## Work instructions:
Please output the lines starting at the beginning and ending at the line that contains "(1196, 564)" as a two-column CSV with the columns text and answer, one row per text and the answer that follows it. Put each value in a single quoted field, with line breaks replaced by spaces.

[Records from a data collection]
* BEGIN *
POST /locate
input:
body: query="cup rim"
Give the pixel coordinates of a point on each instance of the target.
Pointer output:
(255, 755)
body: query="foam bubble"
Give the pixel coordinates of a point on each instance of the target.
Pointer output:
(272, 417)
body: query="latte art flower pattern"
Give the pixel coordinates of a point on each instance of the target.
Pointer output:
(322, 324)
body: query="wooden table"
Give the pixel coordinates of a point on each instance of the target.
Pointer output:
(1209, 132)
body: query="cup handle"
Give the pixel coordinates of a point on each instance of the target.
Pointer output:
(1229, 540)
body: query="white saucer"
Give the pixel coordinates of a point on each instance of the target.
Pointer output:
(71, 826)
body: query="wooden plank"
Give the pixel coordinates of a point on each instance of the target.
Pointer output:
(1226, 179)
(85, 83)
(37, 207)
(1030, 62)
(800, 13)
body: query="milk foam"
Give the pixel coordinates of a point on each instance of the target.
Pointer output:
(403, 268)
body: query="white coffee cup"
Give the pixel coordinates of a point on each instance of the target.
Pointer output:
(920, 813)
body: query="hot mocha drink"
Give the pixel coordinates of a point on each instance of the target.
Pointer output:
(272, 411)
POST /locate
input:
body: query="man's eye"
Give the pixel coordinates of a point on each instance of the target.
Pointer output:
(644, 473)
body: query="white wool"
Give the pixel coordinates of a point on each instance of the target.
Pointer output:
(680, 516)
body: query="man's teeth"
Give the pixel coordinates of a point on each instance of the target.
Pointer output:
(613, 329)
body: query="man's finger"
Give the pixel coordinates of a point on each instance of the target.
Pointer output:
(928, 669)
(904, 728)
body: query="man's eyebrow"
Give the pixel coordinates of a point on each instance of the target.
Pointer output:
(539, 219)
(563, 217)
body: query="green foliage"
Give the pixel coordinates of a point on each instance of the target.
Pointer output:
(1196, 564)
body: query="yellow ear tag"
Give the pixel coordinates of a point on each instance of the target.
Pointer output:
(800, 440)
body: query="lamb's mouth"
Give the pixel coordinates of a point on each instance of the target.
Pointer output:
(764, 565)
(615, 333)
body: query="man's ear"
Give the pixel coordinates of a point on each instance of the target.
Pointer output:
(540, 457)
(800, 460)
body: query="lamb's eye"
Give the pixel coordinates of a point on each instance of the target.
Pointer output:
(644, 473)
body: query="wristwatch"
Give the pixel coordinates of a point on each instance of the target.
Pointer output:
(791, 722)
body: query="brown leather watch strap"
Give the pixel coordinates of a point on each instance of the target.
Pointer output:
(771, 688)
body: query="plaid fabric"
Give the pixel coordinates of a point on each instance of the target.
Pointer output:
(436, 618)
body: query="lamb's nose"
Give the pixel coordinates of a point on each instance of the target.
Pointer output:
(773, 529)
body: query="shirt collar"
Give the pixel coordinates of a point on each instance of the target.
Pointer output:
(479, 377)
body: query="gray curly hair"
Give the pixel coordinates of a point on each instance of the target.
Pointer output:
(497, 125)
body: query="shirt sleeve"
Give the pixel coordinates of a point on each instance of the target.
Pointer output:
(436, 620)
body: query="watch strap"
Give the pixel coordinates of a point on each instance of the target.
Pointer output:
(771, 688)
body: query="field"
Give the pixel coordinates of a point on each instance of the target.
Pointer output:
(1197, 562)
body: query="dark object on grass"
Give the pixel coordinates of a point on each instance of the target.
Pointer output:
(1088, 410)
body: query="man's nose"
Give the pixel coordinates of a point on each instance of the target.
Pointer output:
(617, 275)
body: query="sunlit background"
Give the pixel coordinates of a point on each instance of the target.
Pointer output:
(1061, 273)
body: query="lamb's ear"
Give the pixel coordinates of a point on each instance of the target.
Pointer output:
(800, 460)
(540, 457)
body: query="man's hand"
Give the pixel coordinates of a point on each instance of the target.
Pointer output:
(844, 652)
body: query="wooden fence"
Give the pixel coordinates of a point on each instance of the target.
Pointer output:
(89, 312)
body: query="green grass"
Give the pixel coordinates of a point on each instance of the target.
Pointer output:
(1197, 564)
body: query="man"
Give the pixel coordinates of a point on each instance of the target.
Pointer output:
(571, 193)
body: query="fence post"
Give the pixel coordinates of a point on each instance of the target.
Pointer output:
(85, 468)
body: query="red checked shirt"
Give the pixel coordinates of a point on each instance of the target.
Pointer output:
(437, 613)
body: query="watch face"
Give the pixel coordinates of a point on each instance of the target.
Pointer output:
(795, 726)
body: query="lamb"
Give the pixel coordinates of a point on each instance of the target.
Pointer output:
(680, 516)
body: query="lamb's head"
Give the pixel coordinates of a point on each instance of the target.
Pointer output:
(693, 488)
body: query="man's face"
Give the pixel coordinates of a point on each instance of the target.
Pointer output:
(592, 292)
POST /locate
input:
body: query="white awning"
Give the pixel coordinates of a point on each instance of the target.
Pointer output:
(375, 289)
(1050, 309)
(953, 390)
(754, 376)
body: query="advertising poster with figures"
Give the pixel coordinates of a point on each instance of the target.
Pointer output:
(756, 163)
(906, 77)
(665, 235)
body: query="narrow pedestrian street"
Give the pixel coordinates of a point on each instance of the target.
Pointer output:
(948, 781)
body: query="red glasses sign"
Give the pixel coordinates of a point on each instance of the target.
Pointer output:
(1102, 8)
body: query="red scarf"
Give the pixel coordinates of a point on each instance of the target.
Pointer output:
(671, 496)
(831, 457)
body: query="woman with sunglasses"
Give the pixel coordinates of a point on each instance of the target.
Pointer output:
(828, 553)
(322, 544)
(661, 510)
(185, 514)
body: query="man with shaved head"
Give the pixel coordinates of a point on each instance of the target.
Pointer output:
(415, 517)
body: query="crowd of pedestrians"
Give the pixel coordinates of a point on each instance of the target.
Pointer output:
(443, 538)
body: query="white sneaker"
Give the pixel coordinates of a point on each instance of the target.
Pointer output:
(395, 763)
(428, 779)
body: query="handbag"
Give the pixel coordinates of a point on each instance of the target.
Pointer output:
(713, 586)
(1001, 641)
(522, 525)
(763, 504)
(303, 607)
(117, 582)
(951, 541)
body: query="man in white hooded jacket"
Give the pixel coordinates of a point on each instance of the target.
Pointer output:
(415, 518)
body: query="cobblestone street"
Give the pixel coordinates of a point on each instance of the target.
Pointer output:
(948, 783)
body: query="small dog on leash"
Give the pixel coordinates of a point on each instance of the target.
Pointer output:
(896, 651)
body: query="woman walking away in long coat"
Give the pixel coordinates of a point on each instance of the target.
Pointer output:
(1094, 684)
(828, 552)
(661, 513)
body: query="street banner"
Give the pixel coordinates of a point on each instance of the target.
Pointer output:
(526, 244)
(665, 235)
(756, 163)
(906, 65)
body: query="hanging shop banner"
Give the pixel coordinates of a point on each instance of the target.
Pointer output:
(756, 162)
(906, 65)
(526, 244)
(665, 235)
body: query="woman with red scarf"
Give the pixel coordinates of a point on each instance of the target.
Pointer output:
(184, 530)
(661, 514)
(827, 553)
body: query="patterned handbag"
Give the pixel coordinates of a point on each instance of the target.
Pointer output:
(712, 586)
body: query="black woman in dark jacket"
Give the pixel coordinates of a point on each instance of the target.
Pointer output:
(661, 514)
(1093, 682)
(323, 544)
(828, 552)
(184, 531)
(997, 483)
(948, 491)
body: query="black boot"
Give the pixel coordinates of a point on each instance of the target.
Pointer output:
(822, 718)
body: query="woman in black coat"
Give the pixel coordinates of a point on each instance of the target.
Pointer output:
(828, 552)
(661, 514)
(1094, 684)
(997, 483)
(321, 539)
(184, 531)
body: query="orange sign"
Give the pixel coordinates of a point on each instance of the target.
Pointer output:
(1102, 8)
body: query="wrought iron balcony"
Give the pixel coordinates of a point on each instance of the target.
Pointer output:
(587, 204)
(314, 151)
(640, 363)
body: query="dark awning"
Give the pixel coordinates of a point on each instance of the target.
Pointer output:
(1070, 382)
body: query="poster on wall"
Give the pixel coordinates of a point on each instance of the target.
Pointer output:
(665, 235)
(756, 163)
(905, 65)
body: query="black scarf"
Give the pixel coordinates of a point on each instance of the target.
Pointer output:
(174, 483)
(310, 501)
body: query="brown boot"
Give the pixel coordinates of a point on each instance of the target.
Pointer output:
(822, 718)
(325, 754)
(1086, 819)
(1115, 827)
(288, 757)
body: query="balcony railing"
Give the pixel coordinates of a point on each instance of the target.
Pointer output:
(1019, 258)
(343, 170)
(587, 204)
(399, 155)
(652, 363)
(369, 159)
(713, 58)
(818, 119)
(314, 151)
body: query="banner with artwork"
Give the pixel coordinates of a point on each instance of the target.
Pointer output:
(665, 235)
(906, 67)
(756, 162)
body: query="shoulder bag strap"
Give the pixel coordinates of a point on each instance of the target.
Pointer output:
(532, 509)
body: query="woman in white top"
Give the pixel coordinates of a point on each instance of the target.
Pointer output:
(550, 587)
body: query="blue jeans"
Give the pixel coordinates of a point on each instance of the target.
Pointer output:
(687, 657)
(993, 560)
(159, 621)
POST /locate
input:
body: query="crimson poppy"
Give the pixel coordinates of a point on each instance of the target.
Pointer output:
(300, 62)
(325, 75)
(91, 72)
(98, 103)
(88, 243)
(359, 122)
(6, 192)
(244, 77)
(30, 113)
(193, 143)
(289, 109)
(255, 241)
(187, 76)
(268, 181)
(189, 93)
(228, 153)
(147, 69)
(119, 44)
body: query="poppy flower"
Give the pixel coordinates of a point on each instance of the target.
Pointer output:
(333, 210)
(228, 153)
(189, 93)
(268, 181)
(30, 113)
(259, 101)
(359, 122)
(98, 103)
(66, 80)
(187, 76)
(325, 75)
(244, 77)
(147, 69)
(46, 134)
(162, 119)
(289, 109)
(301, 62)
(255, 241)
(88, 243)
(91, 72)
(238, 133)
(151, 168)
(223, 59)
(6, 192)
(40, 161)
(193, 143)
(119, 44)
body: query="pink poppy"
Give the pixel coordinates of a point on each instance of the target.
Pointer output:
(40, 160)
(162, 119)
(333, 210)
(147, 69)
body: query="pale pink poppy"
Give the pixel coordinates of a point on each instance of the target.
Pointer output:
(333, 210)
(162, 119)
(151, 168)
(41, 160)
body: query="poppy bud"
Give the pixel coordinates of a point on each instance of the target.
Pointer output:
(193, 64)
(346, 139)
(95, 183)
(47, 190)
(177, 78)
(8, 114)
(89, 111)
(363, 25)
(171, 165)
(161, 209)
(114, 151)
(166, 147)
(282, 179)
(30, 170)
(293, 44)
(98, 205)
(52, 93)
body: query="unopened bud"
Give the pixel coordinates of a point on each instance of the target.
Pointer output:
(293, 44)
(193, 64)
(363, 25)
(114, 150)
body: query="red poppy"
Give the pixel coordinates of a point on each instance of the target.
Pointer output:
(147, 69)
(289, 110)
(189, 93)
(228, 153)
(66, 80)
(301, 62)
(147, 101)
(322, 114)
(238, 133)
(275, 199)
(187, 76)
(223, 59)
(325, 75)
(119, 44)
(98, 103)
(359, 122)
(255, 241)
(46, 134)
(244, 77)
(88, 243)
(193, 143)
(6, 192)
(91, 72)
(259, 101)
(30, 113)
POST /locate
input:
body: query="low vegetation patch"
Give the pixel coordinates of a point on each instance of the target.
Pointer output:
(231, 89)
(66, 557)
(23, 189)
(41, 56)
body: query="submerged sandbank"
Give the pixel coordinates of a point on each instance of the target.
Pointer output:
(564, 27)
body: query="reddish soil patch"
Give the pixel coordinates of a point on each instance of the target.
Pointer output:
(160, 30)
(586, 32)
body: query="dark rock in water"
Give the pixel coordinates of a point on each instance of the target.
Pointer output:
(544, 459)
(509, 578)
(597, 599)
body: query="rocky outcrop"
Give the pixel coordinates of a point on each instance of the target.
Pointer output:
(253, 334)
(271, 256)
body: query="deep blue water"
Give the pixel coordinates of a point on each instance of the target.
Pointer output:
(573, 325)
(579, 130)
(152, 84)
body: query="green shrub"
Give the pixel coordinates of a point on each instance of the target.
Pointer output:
* END *
## Written reply:
text,answer
"POST /locate input: body: query=""cup rim"" Give the pixel coordinates of a point on each instance of the target. Pointer output:","(255, 755)"
"body: query=""foam bubble"" Give the pixel coordinates of a point on each instance of the target. Pointer output:","(272, 417)"
"body: query=""latte art flower pattern"" Give the pixel coordinates of a point on each instance of the target. Pointer output:","(322, 324)"
"body: query=""wooden table"" Give the pixel coordinates of a point on each instance of the target. Pointer output:","(1209, 132)"
"body: query=""cup handle"" Give the pixel coordinates of a point on each instance of the target. Pointer output:","(1229, 540)"
"body: query=""white saucer"" Give the pixel coordinates of a point on each instance of the target. Pointer output:","(71, 826)"
"body: query=""wooden plank"" Give the pixel coordinates of a point on each instance of the target. Pointer output:","(1226, 179) (85, 83) (37, 207) (1030, 62) (800, 13)"
"body: query=""milk foam"" Give the pixel coordinates of a point on each instance of the target. Pointer output:","(403, 268)"
"body: query=""white coffee cup"" Give the pixel coordinates of a point on each instance of the target. Pointer output:","(920, 813)"
"body: query=""hot mocha drink"" Give the pixel coordinates of a point on each instance of the target. Pointer output:","(272, 411)"
"POST /locate input: body: query=""man's eye"" Give the pixel coordinates of a point on each instance of the target. Pointer output:","(644, 473)"
"body: query=""white wool"" Give the pixel coordinates of a point on each instance of the target. Pointer output:","(680, 516)"
"body: query=""man's teeth"" Give the pixel coordinates of a point on each instance of the target. Pointer output:","(613, 329)"
"body: query=""man's finger"" Give the pixel coordinates of a point on each instance of the target. Pointer output:","(928, 669) (904, 728)"
"body: query=""man's eyebrow"" Give the pixel coordinates of a point on each instance of the target. Pointer output:","(539, 219) (563, 217)"
"body: query=""green foliage"" Give the pixel coordinates of a point on each instance of the target. Pointer output:","(1196, 564)"